• **Goals**:
1. Could you write out the passage of the Richard Bell interview starting with "Really hard. Like" and going on through "personal and subjective."?
2. What does the Richard Bell interview say on each of these points?
(a) On which channel is Colour Theory shown?
(b) Who co-produced and wrote the series?
(c) What did Bell ask Jake Nash on camera in series one?
3. Can you carry on the interview with Richard Bell about Colour Theory from the point where it stops?

• **Text shown**:
Television programs about Australian art are usually hosted by plummy-mouthed former gallery directors. Tonight artist Richard Bell is back on the screen with the second series of Colour Theory on NITV (channel 34 free to air) co-produced and written by Hetti Perkins. Bell is an artist who is often described as provocative and controversial, and in this four part series he travels Australia to talk to four indigenous artists. He meets Dale Harding, Teho Ropeyarn, Lucy Simpson and Megan Cope and chats with them about their inspirations and work methods and documents the journey made from studio to exhibition. Below, Bell answers some questions about talking about art on screen, preconceptions and assumptions about Aboriginal art, and how things have become worse not better for Aboriginal Australians since the world discovered Aboriginal art.
Colour Theory is now in its second series. How hard is it to explain complex ideas about art in one-line sentences?
Really hard. Like you, as a writer, it’s hard to drum up in one sentence.
Is art easier to understand than many people think?
Yes. I think it is if you open yourself up to it and are given clues on how to read art.
Art is probably both subjective and objective. Looking at art is both personal and subjective.
The meaning of the art comes from both; everybody sees things differently. There are things that have been pointed out to me that other people have noticed in my own paintings that I hadn’t noticed before. That’s one of the beauties of art; we can see things differently.
What skills have you learned as a result of hosting the show?
How not to get upset when all the good stuff is cut out. The producers and directors made a choice to tone down some of my humour towards the artists. For example, I had a crack at Jake Nash in series one who is super confident, good looking and talented, and on camera I asked him if he was ever been called the black Fabio. These kind of cheeky elements I think have been cut.

Dataset entries
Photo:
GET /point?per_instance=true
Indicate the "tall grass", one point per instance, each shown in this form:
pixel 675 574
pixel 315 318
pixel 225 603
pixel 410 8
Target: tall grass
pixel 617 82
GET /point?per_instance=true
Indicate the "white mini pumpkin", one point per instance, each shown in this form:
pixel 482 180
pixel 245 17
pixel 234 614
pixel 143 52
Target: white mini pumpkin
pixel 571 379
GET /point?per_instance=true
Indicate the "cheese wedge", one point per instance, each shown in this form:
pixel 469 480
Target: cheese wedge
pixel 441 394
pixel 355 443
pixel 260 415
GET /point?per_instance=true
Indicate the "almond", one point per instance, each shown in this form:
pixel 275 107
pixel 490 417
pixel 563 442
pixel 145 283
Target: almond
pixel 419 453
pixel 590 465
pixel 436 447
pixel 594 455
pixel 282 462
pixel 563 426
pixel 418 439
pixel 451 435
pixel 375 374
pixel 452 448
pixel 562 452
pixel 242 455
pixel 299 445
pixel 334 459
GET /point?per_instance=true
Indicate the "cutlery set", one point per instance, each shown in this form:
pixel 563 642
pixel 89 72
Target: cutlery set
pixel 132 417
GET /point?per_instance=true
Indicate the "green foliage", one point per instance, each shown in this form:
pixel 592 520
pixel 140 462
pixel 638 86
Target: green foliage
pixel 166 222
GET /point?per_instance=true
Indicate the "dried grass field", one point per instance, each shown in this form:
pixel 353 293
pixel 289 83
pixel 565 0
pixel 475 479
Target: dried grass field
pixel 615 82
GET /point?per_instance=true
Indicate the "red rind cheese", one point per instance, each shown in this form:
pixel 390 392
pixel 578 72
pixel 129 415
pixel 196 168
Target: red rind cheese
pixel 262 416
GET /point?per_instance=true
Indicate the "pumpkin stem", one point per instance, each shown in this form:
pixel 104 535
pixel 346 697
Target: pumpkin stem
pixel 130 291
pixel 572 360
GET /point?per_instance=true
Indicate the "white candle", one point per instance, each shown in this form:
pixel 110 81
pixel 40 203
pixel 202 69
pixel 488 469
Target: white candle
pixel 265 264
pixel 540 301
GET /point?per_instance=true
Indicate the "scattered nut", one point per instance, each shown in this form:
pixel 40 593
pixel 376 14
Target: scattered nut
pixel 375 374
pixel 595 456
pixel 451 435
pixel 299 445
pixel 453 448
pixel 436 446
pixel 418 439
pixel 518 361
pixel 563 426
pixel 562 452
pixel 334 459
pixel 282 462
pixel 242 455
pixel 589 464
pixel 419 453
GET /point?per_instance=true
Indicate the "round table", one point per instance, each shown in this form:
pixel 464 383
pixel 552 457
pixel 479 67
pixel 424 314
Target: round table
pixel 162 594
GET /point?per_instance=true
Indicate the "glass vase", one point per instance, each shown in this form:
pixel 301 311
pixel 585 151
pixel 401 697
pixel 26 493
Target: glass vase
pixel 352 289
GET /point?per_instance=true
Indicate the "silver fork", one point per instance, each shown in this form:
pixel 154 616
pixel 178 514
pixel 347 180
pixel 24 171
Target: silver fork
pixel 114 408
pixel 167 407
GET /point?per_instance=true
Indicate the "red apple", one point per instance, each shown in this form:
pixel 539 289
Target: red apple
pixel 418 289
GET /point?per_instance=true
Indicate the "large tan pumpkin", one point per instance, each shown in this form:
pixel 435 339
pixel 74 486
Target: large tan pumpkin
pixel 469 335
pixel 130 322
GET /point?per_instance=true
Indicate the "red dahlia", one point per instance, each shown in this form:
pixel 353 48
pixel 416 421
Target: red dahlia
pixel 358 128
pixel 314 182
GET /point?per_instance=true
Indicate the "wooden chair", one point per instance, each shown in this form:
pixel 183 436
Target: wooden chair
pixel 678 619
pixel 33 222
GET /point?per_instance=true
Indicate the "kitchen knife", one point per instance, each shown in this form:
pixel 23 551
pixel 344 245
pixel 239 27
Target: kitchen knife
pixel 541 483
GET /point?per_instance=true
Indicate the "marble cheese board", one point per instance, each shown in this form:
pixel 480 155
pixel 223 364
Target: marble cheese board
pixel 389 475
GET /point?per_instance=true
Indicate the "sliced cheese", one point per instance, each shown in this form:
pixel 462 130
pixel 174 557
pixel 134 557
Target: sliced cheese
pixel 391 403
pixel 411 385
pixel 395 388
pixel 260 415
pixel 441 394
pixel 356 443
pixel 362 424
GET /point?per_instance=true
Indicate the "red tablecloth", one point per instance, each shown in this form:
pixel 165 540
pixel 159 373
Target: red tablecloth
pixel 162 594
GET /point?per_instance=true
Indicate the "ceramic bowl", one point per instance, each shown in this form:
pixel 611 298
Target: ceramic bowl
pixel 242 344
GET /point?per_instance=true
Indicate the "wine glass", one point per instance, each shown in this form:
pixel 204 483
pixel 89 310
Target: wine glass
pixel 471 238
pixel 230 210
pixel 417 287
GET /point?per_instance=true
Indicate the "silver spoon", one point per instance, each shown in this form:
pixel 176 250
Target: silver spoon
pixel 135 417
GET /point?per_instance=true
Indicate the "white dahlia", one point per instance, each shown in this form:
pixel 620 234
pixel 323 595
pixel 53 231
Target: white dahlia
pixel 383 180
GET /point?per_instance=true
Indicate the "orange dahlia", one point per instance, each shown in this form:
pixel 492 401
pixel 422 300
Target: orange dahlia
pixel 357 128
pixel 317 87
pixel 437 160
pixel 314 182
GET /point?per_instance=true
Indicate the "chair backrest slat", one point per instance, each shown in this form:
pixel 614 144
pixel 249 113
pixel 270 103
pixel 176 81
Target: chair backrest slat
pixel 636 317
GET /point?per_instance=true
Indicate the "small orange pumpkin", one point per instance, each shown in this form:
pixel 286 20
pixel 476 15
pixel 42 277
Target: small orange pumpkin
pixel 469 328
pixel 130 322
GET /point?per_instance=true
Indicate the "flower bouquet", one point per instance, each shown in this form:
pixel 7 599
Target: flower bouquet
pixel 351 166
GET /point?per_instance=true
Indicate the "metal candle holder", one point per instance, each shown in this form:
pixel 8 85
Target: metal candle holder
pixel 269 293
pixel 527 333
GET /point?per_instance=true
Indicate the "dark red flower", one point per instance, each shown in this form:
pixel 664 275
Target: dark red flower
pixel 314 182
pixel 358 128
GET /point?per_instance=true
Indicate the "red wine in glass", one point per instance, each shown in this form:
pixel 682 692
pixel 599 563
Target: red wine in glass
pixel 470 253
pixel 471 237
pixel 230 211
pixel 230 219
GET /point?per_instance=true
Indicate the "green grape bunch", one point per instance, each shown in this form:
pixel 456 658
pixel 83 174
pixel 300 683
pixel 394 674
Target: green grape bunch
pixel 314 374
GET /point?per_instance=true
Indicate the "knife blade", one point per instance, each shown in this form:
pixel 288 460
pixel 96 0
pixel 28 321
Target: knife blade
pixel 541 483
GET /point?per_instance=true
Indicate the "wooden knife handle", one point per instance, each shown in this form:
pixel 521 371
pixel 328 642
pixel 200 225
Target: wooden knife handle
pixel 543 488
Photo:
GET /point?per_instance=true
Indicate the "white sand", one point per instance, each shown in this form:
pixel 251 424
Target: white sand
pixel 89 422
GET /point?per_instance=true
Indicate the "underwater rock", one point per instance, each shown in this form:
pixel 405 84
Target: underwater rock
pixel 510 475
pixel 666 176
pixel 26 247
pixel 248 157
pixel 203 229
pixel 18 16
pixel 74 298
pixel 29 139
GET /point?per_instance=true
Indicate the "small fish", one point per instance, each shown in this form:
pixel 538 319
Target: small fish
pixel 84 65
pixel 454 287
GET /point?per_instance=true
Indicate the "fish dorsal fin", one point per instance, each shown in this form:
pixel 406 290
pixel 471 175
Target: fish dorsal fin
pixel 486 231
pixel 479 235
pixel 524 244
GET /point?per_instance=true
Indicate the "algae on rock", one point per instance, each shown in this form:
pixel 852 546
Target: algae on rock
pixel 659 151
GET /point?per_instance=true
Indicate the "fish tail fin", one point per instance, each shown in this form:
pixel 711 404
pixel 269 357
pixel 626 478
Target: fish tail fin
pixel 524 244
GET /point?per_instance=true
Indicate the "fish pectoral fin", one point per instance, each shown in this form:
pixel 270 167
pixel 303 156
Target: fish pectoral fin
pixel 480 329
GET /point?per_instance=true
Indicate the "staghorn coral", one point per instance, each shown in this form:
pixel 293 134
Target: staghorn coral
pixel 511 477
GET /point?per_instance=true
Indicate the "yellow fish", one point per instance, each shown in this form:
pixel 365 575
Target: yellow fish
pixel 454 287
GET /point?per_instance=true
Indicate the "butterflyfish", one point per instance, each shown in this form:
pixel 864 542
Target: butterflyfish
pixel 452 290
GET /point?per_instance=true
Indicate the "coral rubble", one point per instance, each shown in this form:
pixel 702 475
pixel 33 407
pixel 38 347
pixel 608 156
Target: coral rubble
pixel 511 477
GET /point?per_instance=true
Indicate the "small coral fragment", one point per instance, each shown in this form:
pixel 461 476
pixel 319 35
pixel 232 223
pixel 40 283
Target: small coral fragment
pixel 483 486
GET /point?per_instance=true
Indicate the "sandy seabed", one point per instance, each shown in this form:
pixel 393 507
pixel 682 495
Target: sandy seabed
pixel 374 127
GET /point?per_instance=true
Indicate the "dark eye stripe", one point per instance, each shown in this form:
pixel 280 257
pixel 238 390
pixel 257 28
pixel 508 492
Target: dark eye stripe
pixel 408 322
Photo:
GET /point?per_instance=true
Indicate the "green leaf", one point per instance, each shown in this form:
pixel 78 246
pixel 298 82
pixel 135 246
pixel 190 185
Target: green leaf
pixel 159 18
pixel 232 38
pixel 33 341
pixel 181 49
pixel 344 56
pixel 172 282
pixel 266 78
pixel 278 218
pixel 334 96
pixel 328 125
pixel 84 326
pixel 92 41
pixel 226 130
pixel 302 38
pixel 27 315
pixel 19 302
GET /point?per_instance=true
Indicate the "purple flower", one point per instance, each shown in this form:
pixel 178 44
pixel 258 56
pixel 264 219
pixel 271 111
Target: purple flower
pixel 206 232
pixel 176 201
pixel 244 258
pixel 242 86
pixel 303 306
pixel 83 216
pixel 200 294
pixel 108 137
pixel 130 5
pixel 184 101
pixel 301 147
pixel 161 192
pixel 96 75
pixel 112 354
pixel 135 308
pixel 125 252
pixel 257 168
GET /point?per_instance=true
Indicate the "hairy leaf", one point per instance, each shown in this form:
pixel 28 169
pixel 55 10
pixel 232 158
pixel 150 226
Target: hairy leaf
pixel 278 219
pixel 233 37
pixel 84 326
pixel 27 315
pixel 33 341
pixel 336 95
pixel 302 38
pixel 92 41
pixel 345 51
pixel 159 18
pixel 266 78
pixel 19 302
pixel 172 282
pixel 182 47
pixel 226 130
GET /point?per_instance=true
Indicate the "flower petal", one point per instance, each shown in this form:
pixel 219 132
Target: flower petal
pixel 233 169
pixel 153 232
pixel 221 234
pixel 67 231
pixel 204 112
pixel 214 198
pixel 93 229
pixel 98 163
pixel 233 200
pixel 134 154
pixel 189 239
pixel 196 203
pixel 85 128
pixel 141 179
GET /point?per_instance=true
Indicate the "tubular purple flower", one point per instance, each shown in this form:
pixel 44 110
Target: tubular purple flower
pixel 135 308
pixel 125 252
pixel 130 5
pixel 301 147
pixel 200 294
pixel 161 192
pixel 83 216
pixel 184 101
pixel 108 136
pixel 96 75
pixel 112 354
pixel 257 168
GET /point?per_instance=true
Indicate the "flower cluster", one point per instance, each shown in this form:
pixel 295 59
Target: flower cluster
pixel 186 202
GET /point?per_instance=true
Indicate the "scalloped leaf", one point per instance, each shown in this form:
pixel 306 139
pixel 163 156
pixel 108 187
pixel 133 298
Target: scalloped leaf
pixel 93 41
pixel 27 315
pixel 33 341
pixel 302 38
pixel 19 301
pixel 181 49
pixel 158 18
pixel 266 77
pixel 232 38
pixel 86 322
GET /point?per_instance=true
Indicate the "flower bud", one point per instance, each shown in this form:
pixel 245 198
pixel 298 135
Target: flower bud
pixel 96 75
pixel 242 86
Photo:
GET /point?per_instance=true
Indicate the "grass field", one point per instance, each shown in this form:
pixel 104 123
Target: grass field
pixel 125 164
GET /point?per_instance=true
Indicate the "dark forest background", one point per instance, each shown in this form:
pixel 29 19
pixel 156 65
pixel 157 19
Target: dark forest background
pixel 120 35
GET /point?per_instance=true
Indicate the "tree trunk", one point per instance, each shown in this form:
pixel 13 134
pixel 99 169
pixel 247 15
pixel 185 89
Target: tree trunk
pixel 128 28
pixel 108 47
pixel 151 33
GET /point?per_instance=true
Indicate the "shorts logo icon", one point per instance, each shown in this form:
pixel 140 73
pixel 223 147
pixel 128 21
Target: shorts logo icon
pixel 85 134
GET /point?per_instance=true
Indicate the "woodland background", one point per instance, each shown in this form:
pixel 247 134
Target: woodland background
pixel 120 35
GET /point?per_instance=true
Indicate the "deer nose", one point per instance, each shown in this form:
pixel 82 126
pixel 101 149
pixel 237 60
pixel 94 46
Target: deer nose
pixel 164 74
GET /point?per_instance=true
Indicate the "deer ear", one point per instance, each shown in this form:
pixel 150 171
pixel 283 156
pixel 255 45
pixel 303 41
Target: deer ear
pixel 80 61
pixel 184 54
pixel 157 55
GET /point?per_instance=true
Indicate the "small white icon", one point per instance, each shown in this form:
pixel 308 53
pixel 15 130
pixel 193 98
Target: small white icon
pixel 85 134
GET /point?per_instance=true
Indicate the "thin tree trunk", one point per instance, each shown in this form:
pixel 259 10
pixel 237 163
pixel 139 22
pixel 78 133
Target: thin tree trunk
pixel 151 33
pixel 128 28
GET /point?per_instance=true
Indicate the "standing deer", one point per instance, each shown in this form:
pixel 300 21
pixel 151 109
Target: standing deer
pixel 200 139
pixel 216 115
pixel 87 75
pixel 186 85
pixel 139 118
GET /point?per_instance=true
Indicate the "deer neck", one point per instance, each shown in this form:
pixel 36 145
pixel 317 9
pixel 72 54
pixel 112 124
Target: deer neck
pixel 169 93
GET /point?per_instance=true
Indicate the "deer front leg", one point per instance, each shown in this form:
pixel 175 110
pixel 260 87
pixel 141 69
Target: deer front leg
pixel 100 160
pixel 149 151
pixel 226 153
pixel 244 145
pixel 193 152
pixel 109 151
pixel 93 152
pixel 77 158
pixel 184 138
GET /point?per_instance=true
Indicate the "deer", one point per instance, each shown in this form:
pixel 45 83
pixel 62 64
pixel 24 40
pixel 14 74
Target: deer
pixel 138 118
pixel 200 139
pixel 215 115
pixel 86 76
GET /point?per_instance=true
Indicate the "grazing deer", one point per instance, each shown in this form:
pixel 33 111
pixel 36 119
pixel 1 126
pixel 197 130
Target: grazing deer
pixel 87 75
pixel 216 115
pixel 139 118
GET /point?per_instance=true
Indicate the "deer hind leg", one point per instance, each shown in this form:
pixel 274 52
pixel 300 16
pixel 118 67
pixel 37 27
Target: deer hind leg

• **In response**:
1.
Really hard. Like you, as a writer, it’s hard to drum up in one sentence.
Is art easier to understand than many people think?
Yes. I think it is if you open yourself up to it and are given clues on how to read art.
Art is probably both subjective and objective. Looking at art is both personal and subjective.

2.
(a) NITV (channel 34 free to air)
(b) Hetti Perkins
(c) Whether he had ever been called the black Fabio

3.
I think it’s from learning how to converse with people at a younger age. I prefer to make it conversational rather than applying a structure as some others can do in production. There are times where I will be straight out with the artist and ask them directly, “What the fuck are you doing with this artwork?”
What reactions have you had to your participation in the show?
I find it unbearable to watch myself, probably because of vanity issues. It’s been mostly positive (the feedback from peers and family). I think they like to see someone on television that they’re familiar with, someone they know personally.
Who do you imagine your audience is for Colour Theory – those interested in art generally, or those interested in indigenous culture, or both?
Both. It’s a good blend, but it really depends on the viewer. From my perspective it’s geared towards both. Like I mentioned before, other people see things differently. But for me, it’s well balanced between the two.
When people around the world think of Australian art they usually think of Aboriginal art before non-indigenous art. Why do you think that is?
Because they can see better examples of European art in Europe and North America. So, naturally, there is little interest.
Has the huge increase in awareness of Aboriginal art in the last 40 years improved life for Aboriginal people in that it has brought worldwide attention to Australian Aboriginal life?
No. All the evidence points against it. Commissions have been declining rather than increasing. Things have gotten worse rather than better. We didn’t have the intervention 40 years ago; we didn’t have restrictions on Aboriginal daily life that comes with the intervention. They’re only teaching English in some communities where this can be their third or fourth language, which is ignoring the needs of the community. When international artists come to the Australian cities with rudimentary English they always have interpreters, so why isn’t this the same for Aboriginal artists who come to the cities?
Much of this broad knowledge Aboriginal art is about “traditional” work isn’t it?
Yes, but I don’t see it as a problem. I think we (contemporary artists) need to be making more work; we need to be making better work. If we do that, we could solve the problem of lack of exposure.
What preconceptions do people have about Aboriginal art?
– is made in the desert
– comes with a story
– comes with spirituality
– is powerful, and often associated with exploitation
Do these preconceptions make it harder for artists such as yourself in making contemporary work?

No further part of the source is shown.